What is required: Your task is to print every entry below exactly as given.

··· The data

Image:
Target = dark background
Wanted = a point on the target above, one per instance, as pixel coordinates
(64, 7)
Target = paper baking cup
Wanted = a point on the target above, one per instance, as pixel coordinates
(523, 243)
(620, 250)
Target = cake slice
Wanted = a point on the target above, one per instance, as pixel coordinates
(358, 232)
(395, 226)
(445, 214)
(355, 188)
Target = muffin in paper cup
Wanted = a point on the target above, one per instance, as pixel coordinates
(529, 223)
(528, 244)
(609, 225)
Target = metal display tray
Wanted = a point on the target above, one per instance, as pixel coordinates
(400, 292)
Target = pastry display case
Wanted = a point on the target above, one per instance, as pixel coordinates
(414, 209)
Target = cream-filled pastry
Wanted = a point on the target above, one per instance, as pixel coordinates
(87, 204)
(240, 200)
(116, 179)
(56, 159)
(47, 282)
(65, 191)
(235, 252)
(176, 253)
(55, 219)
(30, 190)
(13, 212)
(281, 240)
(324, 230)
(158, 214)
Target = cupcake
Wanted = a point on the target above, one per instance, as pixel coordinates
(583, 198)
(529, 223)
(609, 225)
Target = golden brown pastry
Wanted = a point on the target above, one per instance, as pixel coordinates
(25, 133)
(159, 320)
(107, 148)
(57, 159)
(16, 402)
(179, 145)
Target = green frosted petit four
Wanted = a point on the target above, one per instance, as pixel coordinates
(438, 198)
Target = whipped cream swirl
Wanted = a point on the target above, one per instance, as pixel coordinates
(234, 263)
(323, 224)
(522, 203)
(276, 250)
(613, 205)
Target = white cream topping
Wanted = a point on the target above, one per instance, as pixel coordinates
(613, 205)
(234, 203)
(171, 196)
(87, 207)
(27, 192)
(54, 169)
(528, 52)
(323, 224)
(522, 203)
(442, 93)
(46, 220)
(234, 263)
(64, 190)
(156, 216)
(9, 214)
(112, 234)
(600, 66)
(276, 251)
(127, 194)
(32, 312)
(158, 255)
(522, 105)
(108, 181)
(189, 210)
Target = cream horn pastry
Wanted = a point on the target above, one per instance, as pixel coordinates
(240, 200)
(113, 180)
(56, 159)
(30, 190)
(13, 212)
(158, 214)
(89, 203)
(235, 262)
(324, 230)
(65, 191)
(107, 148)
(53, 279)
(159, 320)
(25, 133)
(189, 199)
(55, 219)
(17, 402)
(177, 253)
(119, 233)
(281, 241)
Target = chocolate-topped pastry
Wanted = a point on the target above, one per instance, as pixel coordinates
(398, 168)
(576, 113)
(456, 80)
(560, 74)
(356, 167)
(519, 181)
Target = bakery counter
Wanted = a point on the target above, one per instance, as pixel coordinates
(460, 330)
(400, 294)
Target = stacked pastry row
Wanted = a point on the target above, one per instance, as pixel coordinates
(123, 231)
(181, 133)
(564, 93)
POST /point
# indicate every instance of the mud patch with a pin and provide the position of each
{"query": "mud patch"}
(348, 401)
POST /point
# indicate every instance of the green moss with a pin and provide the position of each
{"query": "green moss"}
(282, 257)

······

Full solution:
Image:
Target = dark background
Wanted = a point on the target above, one per instance, as pixel coordinates
(64, 7)
Target = paper baking cup
Wanted = a point on the target above, one per instance, as pixel coordinates
(523, 243)
(620, 250)
Target = cake slice
Wanted = a point on the target above, one per instance, as pixel coordinates
(358, 232)
(395, 226)
(445, 214)
(355, 188)
Target = muffin in paper cup
Wanted = a point on the target above, one per instance, as pixel coordinates
(529, 223)
(528, 244)
(609, 225)
Target = metal display tray
Wanted = a point on the target above, one per instance, as pixel coordinates
(400, 292)
Target = pastry display case
Wanted = a point on the target above, one per instance, as pixel coordinates
(414, 209)
Target = cream-filled pastry
Wanted = a point on the target above, one per instance, as pixel coordinates
(87, 204)
(240, 200)
(116, 179)
(56, 159)
(47, 282)
(65, 191)
(235, 252)
(176, 253)
(55, 219)
(30, 190)
(13, 212)
(281, 240)
(324, 230)
(158, 214)
Target = cupcake
Wanted = a point on the target above, one per instance, as pixel coordinates
(583, 198)
(529, 223)
(609, 225)
Target = golden brown pastry
Wanted = a point on the target above, one per instance, as pixel coordinates
(25, 133)
(159, 320)
(107, 148)
(57, 159)
(16, 402)
(179, 145)
Target = green frosted petit four
Wanted = a point on the target above, one per instance, as pixel coordinates
(438, 198)
Target = whipped cream swirl
Wanted = a point on the target above, one per instance, as pixel coordinates
(234, 263)
(323, 224)
(522, 203)
(276, 250)
(613, 205)
Target = white cream topping
Wanted = a point on the target above, one per instance, as pixel coordinates
(613, 205)
(234, 203)
(171, 196)
(87, 207)
(27, 192)
(54, 169)
(528, 52)
(323, 224)
(522, 203)
(442, 93)
(46, 220)
(234, 263)
(64, 190)
(156, 216)
(9, 214)
(112, 234)
(600, 66)
(276, 251)
(127, 194)
(32, 312)
(158, 255)
(522, 105)
(108, 181)
(189, 210)
Target = cream horn pastry
Wanted = a point on the target above, one per instance, as pixel coordinates
(240, 200)
(113, 180)
(56, 159)
(30, 190)
(13, 212)
(158, 214)
(89, 203)
(235, 262)
(324, 230)
(65, 191)
(107, 148)
(53, 279)
(159, 320)
(25, 133)
(189, 199)
(55, 219)
(17, 402)
(177, 253)
(119, 233)
(281, 241)
Target = chocolate-topped pastry
Wanted = a point on the target above, one per instance, as pixel coordinates
(398, 168)
(576, 113)
(456, 80)
(560, 74)
(356, 167)
(519, 181)
Target = bakery counter
Wanted = a point on the target above, one per instance, as pixel coordinates
(460, 330)
(400, 294)
Target = stacked pastry row
Wanted = a point on the target above, one per instance, as pixel coordinates
(123, 231)
(181, 133)
(564, 93)
POST /point
# indicate every instance of the mud patch with a pin and provide the position of each
{"query": "mud patch"}
(348, 401)
POST /point
# indicate every instance of the green moss with a pin and provide the position of each
{"query": "green moss"}
(282, 257)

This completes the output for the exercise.